- _AIM_
Repeat the whole listing below, word for word.

- _DATA ENTRIES_
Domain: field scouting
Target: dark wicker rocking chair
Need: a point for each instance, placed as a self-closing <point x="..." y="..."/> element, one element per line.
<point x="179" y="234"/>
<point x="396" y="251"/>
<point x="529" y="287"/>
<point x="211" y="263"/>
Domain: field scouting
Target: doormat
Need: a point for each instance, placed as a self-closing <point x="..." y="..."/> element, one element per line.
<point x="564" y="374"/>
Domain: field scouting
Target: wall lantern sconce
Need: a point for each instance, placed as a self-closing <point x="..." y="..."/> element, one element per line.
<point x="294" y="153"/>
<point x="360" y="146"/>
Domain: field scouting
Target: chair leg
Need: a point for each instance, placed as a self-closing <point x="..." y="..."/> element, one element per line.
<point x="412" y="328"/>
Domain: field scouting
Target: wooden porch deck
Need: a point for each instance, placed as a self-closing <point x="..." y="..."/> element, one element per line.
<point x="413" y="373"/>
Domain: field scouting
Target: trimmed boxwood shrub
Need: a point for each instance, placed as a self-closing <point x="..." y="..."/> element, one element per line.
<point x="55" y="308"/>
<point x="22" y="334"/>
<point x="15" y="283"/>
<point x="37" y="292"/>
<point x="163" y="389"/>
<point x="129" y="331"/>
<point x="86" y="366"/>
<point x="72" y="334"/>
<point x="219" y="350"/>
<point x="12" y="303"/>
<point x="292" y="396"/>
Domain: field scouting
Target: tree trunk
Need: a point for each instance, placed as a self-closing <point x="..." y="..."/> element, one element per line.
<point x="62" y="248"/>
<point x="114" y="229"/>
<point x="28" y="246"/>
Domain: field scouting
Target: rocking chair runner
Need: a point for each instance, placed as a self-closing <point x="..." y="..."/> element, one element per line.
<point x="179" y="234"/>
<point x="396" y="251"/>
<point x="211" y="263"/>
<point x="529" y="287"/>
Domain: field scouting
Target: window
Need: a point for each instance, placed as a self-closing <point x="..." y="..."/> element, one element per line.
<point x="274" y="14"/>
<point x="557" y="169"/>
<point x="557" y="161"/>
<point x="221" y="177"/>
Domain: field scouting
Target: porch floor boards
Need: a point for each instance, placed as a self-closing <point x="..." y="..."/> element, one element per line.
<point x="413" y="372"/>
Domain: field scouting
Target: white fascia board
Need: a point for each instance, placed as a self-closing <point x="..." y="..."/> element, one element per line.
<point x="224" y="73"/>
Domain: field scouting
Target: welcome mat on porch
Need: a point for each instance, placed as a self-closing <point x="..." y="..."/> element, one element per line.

- _ANSWER BELOW_
Domain: field scouting
Target: dark wicker rocking chair
Need: a point for each instance, placed as a self-closing <point x="..." y="..."/> element, one element per line.
<point x="179" y="234"/>
<point x="396" y="251"/>
<point x="529" y="287"/>
<point x="211" y="263"/>
Domain: field scouting
Target: doormat
Need: a point for each instance, placed as a self-closing <point x="..." y="..."/> element, one element per line.
<point x="564" y="374"/>
Domain: field scouting
Target: wall lantern sconce
Need: a point for each instance, placed as a self-closing <point x="..." y="..."/> element, one element per line.
<point x="294" y="153"/>
<point x="360" y="146"/>
Domain: field scouting
Target: chair leg
Need: a point for each instance, placed as a self-closing <point x="..." y="..."/> element, one element per line.
<point x="412" y="328"/>
Domain: field scouting
Target: wooden porch deck
Need: a point for each instance, placed as a self-closing <point x="..." y="..."/> element, one element per line.
<point x="413" y="373"/>
Domain: field scouting
Target: trimmed boxwood shrub
Need: a point for each instance, placed as a self-closing <point x="..." y="..."/> element, one element per line.
<point x="55" y="308"/>
<point x="22" y="334"/>
<point x="15" y="283"/>
<point x="37" y="292"/>
<point x="163" y="389"/>
<point x="129" y="331"/>
<point x="86" y="366"/>
<point x="72" y="334"/>
<point x="219" y="350"/>
<point x="12" y="303"/>
<point x="292" y="396"/>
Domain: field scouting
Target: tree trunk
Need: a point for each instance, placed as a self-closing <point x="..." y="..."/> element, one element per line.
<point x="62" y="248"/>
<point x="114" y="229"/>
<point x="28" y="246"/>
Domain: field scouting
Target: rocking chair runner
Need: a point for each instance, placed as a self-closing <point x="..." y="..."/> element, one element per line.
<point x="179" y="234"/>
<point x="396" y="251"/>
<point x="211" y="263"/>
<point x="529" y="287"/>
Domain: field scouting
Target: window
Need: a point for each instance, placed as a self-closing <point x="..." y="..."/> element, one element per line.
<point x="274" y="14"/>
<point x="557" y="169"/>
<point x="557" y="161"/>
<point x="221" y="177"/>
Domain: field scouting
Target: porch floor boards
Need: a point for each instance, placed as a self-closing <point x="..." y="..."/> element, one element per line.
<point x="413" y="372"/>
Domain: field scouting
Target: white fascia board
Need: a point for each instance, placed as a self-closing <point x="..." y="..."/> element, one element per line.
<point x="224" y="73"/>
Domain: field scouting
Target: welcome mat on porch
Need: a point for each instance, placed as a self-closing <point x="..." y="..."/> element, one element per line.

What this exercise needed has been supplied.